Give the data again in full, with every character unchanged.
═══ Records shown ═══
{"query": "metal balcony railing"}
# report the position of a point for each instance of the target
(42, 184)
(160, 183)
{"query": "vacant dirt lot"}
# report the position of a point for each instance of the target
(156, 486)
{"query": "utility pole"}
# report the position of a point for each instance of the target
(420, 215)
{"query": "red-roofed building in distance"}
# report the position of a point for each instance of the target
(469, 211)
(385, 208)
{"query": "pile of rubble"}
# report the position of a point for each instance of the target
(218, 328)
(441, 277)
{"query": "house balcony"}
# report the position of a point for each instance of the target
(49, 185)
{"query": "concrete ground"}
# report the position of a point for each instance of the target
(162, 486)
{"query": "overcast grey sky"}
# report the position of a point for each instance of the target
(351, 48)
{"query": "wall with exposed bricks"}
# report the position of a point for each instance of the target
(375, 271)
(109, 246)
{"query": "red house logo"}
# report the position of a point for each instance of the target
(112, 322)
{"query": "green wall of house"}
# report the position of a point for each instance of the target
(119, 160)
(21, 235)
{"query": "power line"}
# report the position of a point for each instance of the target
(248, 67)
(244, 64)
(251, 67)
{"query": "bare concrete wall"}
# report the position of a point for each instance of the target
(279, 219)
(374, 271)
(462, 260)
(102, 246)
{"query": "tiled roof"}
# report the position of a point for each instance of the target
═══
Response to the exercise -
{"query": "metal balcony railing"}
# report the position of a point for each instance of the target
(42, 184)
(160, 183)
{"query": "vacant dirt lot"}
# report the position of a point for each instance of the target
(156, 486)
{"query": "utility pole"}
# report the position of a point for each instance of the target
(420, 215)
{"query": "red-roofed building in distance"}
# report the position of a point for each instance of the target
(469, 211)
(385, 208)
{"query": "pile of rubble"}
# report the position of a point for each instance of the target
(218, 328)
(441, 277)
{"query": "house balcony"}
# report the position of a point for each instance of the target
(49, 185)
{"query": "concrete ground"}
# report the position of a point for each instance of the target
(162, 486)
{"query": "overcast grey sky"}
# report the position of a point for each instance of the target
(351, 48)
{"query": "wall with exposed bricks"}
# report the position of a point for each instance of the target
(375, 271)
(109, 246)
{"query": "red house logo"}
# report the position of a point for each instance of the target
(112, 322)
{"query": "green wall of house"}
# report the position of a point for each instance of the target
(119, 160)
(21, 235)
{"query": "power line"}
# report the position of a point for each instance of the target
(248, 67)
(244, 64)
(251, 67)
{"query": "bare concrete wall"}
# report the position of a point for each instance of the target
(279, 219)
(374, 271)
(462, 260)
(102, 246)
{"query": "tiled roof"}
# report the position of a point for each instance of the target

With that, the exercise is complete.